Aim:
Please count the lines in the records below that contain the string "stem", matching case exactly, and reply with only that number.

Coordinate annotation records:
[Begin]

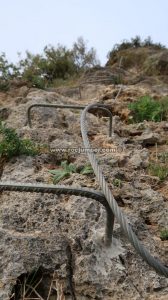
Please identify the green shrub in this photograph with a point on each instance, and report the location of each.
(11, 145)
(65, 171)
(159, 170)
(87, 169)
(164, 234)
(117, 182)
(134, 43)
(149, 109)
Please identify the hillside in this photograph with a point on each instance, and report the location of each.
(52, 245)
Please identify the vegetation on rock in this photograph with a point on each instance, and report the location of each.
(12, 145)
(146, 108)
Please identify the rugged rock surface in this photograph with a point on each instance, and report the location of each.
(62, 236)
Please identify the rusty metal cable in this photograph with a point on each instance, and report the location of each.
(80, 107)
(60, 189)
(117, 212)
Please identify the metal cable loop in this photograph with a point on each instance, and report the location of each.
(60, 189)
(121, 218)
(99, 105)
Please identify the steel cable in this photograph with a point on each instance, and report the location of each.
(121, 218)
(60, 189)
(97, 105)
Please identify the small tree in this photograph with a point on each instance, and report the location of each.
(84, 58)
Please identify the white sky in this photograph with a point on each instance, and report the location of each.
(33, 24)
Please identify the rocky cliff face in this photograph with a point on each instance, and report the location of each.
(52, 246)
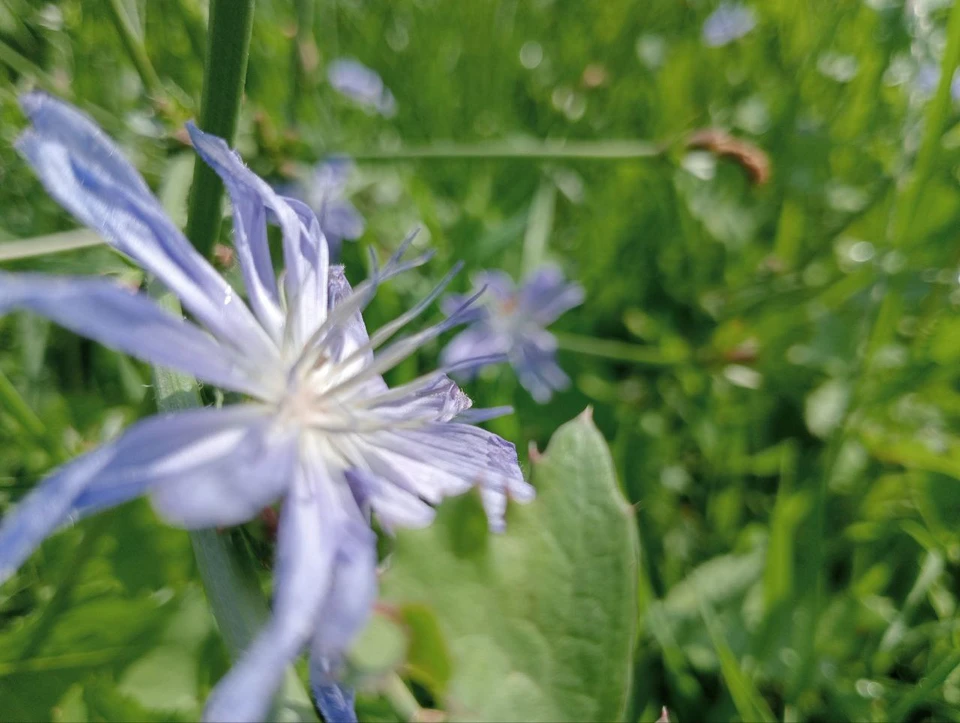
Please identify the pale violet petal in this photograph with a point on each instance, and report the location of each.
(306, 551)
(130, 322)
(304, 248)
(478, 342)
(70, 127)
(253, 472)
(132, 221)
(546, 295)
(394, 506)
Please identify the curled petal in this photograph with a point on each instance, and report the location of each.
(546, 295)
(157, 448)
(478, 342)
(87, 175)
(304, 248)
(344, 613)
(129, 322)
(306, 551)
(253, 471)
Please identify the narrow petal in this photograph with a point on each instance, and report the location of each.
(344, 613)
(440, 460)
(478, 342)
(304, 248)
(533, 358)
(87, 175)
(306, 551)
(251, 473)
(157, 447)
(65, 124)
(546, 295)
(253, 253)
(129, 322)
(393, 505)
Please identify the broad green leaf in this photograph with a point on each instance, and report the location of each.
(539, 621)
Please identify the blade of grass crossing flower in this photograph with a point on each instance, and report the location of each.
(228, 45)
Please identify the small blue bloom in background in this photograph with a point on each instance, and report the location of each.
(322, 433)
(727, 23)
(512, 321)
(362, 85)
(324, 191)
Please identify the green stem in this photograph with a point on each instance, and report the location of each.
(935, 121)
(18, 409)
(228, 45)
(53, 243)
(229, 576)
(133, 44)
(618, 350)
(522, 149)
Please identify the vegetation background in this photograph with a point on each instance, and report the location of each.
(769, 341)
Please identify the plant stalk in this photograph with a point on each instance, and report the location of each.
(225, 68)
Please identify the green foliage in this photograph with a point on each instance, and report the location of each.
(540, 622)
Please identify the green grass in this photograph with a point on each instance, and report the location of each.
(779, 376)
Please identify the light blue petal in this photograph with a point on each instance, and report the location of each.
(478, 342)
(253, 253)
(337, 703)
(362, 85)
(304, 249)
(306, 550)
(546, 295)
(533, 358)
(394, 506)
(116, 472)
(352, 595)
(445, 459)
(65, 124)
(129, 322)
(253, 472)
(86, 173)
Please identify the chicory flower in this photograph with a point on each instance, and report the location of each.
(362, 85)
(322, 433)
(727, 23)
(324, 193)
(513, 322)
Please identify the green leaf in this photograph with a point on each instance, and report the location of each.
(539, 621)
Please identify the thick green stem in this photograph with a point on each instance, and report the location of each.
(228, 45)
(228, 574)
(133, 44)
(619, 350)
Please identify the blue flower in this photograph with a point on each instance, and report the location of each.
(322, 433)
(362, 85)
(323, 192)
(512, 322)
(727, 23)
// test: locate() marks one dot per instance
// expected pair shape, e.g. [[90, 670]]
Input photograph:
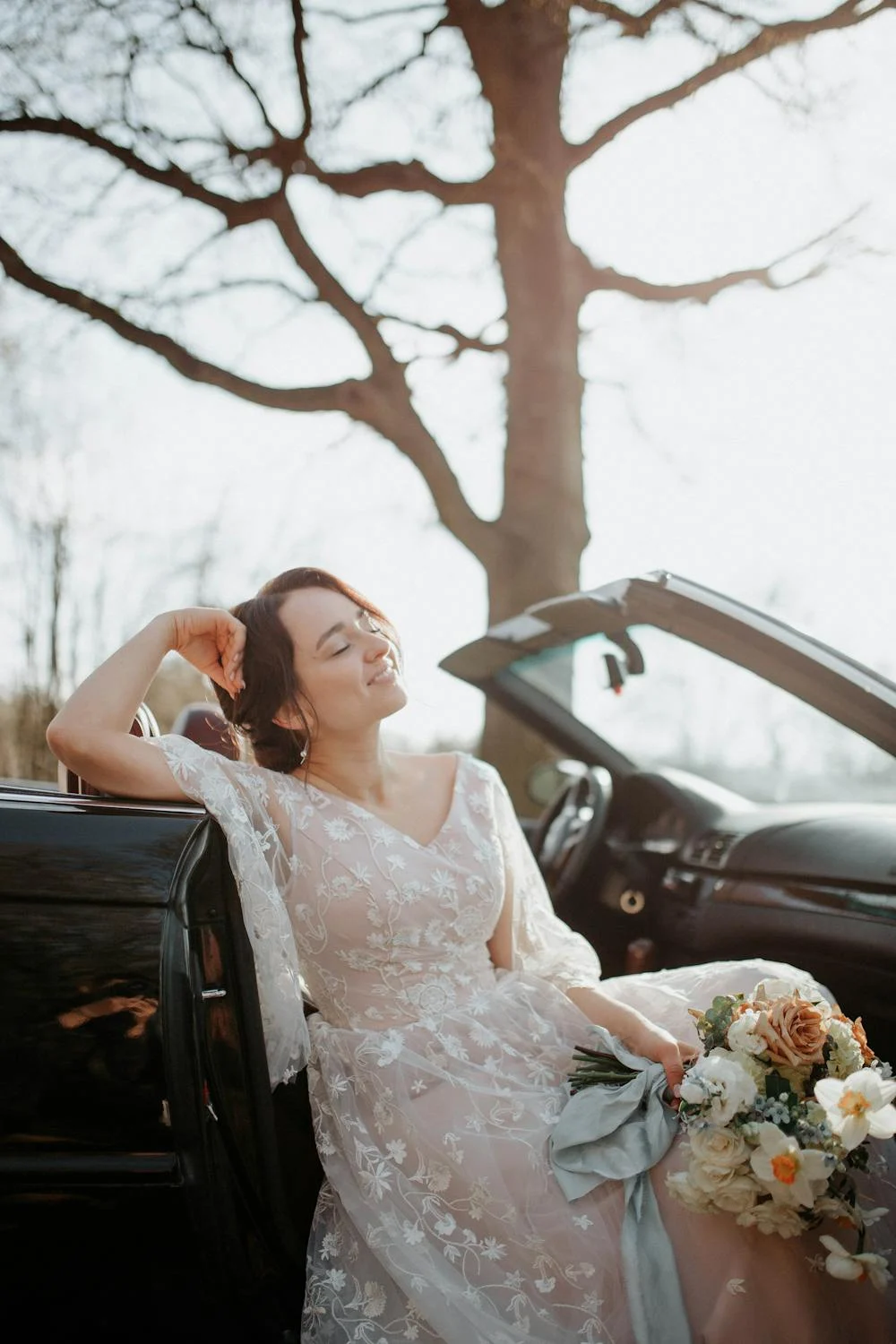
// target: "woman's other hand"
[[661, 1046], [212, 642]]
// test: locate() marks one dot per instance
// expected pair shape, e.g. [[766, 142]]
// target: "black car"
[[724, 789]]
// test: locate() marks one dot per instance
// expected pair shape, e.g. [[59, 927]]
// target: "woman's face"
[[346, 664]]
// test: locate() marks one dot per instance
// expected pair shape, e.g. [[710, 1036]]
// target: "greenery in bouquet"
[[778, 1112]]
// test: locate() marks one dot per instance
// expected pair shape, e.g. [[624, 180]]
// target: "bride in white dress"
[[401, 892]]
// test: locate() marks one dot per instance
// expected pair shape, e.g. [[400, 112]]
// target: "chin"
[[397, 701]]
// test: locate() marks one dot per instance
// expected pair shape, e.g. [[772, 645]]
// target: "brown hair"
[[269, 671]]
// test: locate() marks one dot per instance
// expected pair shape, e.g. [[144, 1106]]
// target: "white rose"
[[720, 1086], [716, 1147], [739, 1193], [742, 1034], [751, 1066], [772, 1218], [845, 1054], [711, 1180]]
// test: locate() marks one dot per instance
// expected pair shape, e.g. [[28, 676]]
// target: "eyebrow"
[[335, 629]]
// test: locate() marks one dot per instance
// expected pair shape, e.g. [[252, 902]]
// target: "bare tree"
[[263, 142]]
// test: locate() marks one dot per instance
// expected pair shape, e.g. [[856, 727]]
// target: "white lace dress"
[[435, 1081]]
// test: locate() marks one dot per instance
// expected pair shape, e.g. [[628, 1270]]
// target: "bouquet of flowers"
[[778, 1112]]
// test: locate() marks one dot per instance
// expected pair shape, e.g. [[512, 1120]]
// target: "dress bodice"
[[390, 930]]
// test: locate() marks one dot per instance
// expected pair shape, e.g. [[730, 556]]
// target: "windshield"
[[696, 711]]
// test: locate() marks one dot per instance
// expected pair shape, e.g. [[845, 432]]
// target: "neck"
[[358, 768]]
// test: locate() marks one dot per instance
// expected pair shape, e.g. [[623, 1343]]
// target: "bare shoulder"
[[430, 768]]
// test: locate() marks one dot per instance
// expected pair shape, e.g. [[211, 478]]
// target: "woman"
[[401, 892]]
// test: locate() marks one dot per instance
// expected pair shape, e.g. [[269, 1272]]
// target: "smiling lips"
[[384, 675]]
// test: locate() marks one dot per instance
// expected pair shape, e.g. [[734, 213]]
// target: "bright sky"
[[748, 445]]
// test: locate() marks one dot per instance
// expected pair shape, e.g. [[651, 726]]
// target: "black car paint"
[[142, 1187]]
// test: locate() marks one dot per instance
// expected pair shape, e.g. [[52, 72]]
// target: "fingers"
[[675, 1061], [231, 655]]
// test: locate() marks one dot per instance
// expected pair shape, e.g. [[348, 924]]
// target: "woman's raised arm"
[[91, 733]]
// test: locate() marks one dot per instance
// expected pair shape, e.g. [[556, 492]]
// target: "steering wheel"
[[570, 830]]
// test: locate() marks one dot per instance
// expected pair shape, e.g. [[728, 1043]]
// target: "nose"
[[378, 645]]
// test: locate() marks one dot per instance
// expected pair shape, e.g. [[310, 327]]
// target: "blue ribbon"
[[619, 1132]]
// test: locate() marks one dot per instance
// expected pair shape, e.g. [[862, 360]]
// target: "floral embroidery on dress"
[[435, 1078]]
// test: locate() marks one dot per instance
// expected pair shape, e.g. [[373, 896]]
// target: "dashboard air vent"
[[712, 849]]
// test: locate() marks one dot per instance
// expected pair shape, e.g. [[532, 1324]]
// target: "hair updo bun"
[[269, 671]]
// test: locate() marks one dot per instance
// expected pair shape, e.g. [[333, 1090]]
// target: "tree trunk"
[[552, 569], [541, 531]]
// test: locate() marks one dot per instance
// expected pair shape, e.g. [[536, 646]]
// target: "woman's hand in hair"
[[212, 642]]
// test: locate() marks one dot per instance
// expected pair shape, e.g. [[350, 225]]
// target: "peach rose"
[[794, 1031], [858, 1032]]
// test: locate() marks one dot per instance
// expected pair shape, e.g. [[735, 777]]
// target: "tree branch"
[[226, 51], [352, 395], [400, 177], [702, 290], [770, 38], [237, 212], [389, 408], [632, 24], [300, 34], [461, 340]]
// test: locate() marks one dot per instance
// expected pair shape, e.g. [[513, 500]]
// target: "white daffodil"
[[858, 1107], [790, 1174], [841, 1263], [770, 989], [743, 1035]]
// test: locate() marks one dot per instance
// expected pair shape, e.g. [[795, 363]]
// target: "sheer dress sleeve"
[[237, 795], [543, 943]]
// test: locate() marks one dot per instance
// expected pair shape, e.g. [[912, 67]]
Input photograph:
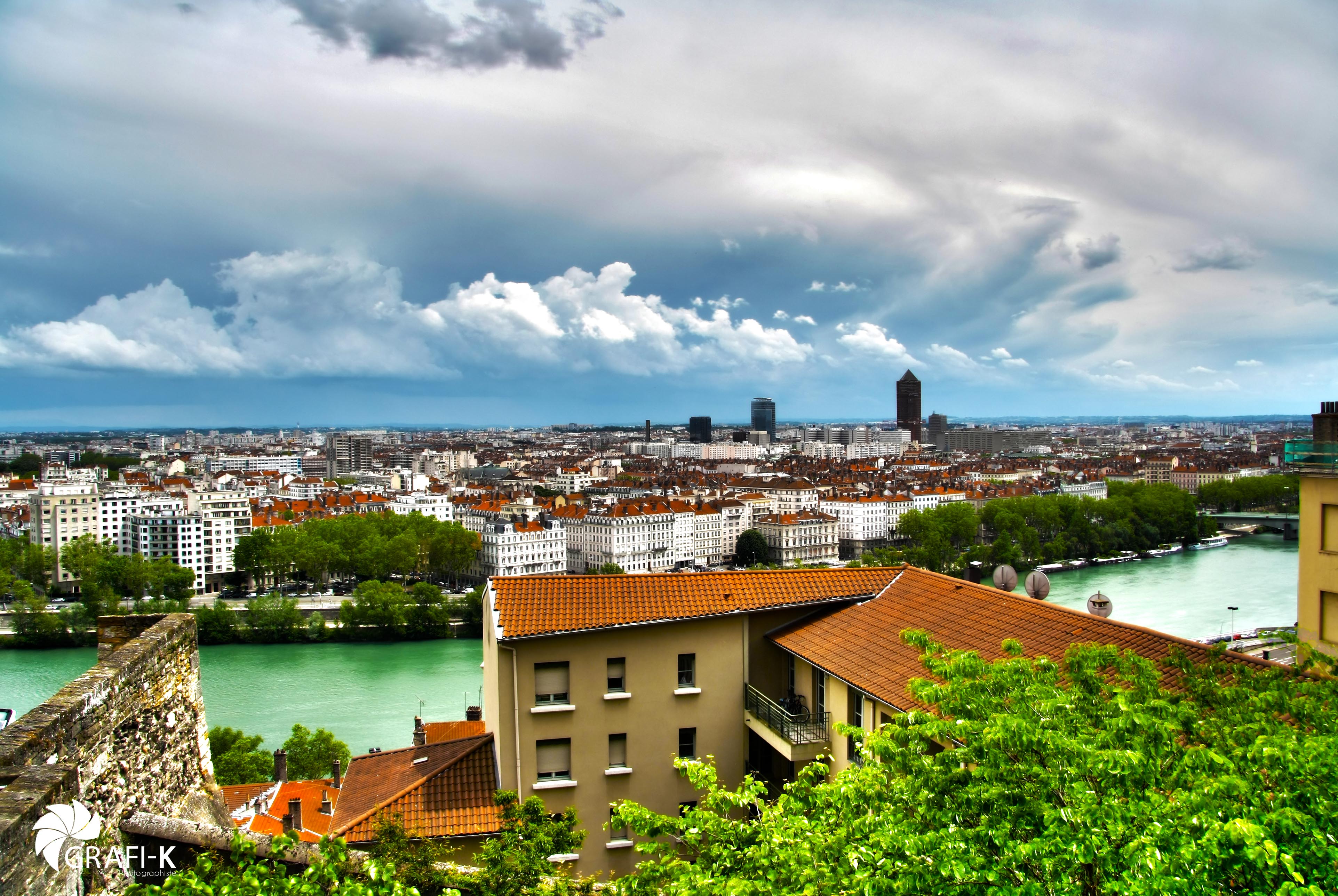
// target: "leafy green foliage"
[[751, 549], [1253, 493], [516, 861], [243, 872], [1080, 776], [368, 546], [237, 758], [311, 755]]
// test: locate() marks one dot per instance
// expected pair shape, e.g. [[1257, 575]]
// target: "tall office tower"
[[699, 431], [347, 453], [764, 418], [937, 427], [908, 405]]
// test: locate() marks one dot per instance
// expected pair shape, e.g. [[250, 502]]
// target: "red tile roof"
[[437, 791], [862, 644], [530, 606]]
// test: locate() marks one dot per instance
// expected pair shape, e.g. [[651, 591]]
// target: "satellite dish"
[[1005, 578], [1099, 605]]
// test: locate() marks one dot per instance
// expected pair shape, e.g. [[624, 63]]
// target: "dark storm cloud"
[[498, 34], [1222, 255], [1100, 252]]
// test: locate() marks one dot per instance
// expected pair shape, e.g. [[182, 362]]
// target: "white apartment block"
[[225, 517], [427, 503], [861, 521], [118, 507], [61, 513], [174, 535], [255, 463], [791, 495], [571, 482], [520, 549]]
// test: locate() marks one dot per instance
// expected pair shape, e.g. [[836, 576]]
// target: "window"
[[688, 743], [855, 713], [550, 682], [687, 671], [617, 751], [553, 760], [617, 669], [617, 831], [1329, 529], [1329, 617]]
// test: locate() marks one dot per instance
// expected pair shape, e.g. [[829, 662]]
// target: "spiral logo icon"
[[61, 824]]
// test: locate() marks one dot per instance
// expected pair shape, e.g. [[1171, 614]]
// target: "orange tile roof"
[[862, 644], [530, 606], [438, 732], [438, 791]]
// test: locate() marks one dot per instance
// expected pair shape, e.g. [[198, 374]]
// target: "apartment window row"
[[553, 680]]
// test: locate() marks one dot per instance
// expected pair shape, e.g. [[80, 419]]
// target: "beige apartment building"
[[1317, 578], [593, 685]]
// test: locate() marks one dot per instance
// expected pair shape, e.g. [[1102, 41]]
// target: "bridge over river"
[[1286, 523]]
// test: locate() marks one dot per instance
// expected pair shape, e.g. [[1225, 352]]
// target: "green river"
[[370, 693]]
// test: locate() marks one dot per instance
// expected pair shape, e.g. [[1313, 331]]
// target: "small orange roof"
[[534, 606]]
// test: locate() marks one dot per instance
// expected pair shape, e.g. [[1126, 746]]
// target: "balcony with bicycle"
[[789, 725]]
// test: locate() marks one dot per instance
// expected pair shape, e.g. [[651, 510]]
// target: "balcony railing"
[[1308, 455], [797, 728]]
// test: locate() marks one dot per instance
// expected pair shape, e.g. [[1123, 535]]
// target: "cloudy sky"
[[454, 212]]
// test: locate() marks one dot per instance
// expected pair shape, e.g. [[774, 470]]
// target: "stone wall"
[[128, 736]]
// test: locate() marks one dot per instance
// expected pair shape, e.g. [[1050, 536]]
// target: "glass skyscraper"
[[764, 418]]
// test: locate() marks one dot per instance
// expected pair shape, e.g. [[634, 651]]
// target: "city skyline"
[[232, 213]]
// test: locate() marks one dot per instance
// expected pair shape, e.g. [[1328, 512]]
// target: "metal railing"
[[1308, 455], [797, 728]]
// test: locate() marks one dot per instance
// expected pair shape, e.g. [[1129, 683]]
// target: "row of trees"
[[239, 758], [1253, 493], [375, 611], [1045, 529], [367, 546]]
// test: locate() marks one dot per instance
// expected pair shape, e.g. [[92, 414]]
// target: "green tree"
[[273, 618], [237, 758], [429, 614], [376, 610], [1090, 775], [516, 861], [311, 755], [751, 549]]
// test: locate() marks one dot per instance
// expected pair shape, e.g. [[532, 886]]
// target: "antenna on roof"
[[1099, 605], [1005, 578]]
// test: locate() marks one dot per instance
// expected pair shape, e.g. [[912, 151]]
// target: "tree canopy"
[[1086, 775], [368, 546]]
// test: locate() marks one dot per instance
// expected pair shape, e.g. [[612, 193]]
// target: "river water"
[[367, 695]]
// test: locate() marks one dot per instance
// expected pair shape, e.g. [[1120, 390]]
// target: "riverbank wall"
[[128, 736]]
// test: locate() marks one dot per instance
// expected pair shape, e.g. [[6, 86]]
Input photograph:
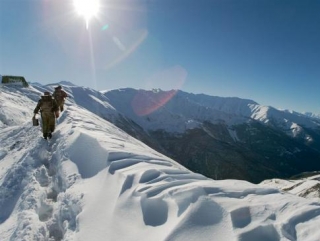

[End]

Solution below:
2